**Given problem A**: Convert the entries, starting with the line that contains "trousers, one point per instance." and going on through the line that contains "[[108, 238]]", into a JSON list of strings with one string per line and no blank lines.

**Document text**:
######

In January 2000, the Company sold certain assets and liabilities of its
wholly owned subsidiary, Sitestar, Inc. for $34,703 in cash plus a note
receivable in the amount of $10,000. The Company recognized a gain on sale of
these certain assets of $49,316. The Company retained the "Sitestar" trademark
and "Sitestar.com" URL.
Prior to our change in corporate focus from that of a food holding company
to that of an Internet holding company, we generated all of our revenues from
sales of specialty food products. We have historically derived a majority of our
revenues from small independent specialty food retail customers. From inception
until July 1999, we generated revenues exclusively from wholesale and retail
sales of our food products. We derived income from our wholesale and retail
sales from the excess of the wholesale and retail prices we charged our
customers over the product costs we paid our suppliers. We had a wholesale
program in which we sold bulk quantities of specialty food products to
registered retailers at wholesale prices. In this program, we purchased products
from suppliers at a distributor's discounted price and derived income from the
difference between this discounted price and the wholesale price we charged.
Additionally, our retail customers paid for orders by cash or credit card while
we paid our suppliers on extended terms. As a result, we were able to increase
our working capital between the time we received payment for orders and the time
we were required to pay suppliers.
11
<PAGE>
As a result of our change in corporate focus from a food holding company to
an Internet holding company, we now have two other sources of income. Our
e-commerce operating subsidiaries now derive our income from commissions. We are
agents of our fulfillment centers and merely generate our revenues from
commissions per transaction, which represent the gross selling price charged to
our customers less the amount we pay to the fulfillment center. Our customers
pay us directly and we remit the cost of the goods to our fulfillment centers
less our agreed upon commission amount. As a result of this arrangement, the
extent of our financial agreement with our fulfillment centers are relegated to
the periodic transfer and remittance of our product costs. We do not take title
to the goods sold on our e-commerce sites, which eliminates any inventory risks
on our part. We forward all orders directly to our fulfillment centers, which
eliminates the need to take possession of the goods and merchandise sold on our
e-commerce sites. Our fulfillment centers ship the purchased good directly to
our customers on our behalf. The shipping and handling costs related to every
transaction are added to the total cost of the goods sold which the customers
have to bear.
Our Internet service provider operating subsidiaries derive their income
from the excess of the Internet service prices we charge our customers over the
cost of service we pay our suppliers. Additionally, our retail customers pay for
services by cash or credit card while we pay our suppliers on extended terms. As
a result, we are able to increase our working capital between the time we
receive payment for services and the time we are required to pay suppliers.

######

**Rows**:

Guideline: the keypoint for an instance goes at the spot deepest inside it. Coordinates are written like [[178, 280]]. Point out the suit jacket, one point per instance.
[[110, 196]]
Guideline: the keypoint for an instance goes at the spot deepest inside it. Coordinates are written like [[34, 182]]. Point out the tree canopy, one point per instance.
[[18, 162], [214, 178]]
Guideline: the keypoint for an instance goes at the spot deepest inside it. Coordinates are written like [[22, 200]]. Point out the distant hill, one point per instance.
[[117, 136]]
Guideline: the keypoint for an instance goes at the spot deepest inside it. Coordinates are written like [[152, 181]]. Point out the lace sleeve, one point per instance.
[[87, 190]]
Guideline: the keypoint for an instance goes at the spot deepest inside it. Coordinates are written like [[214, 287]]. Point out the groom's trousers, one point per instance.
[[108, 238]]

######

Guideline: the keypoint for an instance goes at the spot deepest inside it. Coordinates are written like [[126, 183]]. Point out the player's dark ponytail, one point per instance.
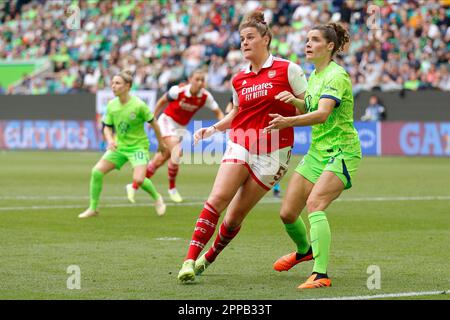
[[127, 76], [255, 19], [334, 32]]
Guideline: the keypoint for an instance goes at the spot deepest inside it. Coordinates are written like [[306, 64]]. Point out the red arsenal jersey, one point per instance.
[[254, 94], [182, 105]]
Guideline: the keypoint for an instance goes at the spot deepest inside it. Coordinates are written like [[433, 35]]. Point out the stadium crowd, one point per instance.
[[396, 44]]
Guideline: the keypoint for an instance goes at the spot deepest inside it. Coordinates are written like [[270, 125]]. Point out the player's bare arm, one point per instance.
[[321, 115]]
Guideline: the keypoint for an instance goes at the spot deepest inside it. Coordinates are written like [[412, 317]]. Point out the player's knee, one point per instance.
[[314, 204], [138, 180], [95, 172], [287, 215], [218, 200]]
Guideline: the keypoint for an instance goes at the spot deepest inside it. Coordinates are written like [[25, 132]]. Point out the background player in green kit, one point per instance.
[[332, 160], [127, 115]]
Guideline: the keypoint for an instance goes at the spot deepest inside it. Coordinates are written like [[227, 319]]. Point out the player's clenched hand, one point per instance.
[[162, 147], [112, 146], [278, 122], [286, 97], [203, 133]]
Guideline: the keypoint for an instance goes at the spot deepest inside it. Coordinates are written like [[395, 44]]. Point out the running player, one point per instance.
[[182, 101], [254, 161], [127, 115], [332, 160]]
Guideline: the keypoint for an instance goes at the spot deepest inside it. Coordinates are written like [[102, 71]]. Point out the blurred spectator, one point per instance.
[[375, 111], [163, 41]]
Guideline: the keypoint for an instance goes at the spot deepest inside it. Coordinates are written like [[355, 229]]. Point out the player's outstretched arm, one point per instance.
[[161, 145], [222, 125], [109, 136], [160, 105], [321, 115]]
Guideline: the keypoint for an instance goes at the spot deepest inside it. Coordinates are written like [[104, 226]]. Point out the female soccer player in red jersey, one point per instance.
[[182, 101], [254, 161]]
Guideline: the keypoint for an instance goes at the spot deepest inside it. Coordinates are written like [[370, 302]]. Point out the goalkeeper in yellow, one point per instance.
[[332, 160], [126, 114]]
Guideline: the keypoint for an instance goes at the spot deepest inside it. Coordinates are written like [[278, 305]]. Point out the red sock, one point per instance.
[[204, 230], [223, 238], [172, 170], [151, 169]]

######

**Given problem B**:
Answer these questions from the document text:
(i) How much cash did the Company receive in the January 2000 sale of certain Sitestar, Inc. assets and liabilities?
(ii) Until what month and year did revenues come exclusively from wholesale and retail sales of food products?
(iii) Who ships goods purchased on the e-commerce sites to the customers?

**Exercise result A**:
[
  "Guideline: the keypoint for an instance goes at the spot deepest inside it. Coordinates are written like [[214, 287]]. Point out the groom's trousers, one point per instance.",
  "[[108, 238]]"
]

**Exercise result B**:
(i) $34,703
(ii) July 1999
(iii) The fulfillment centers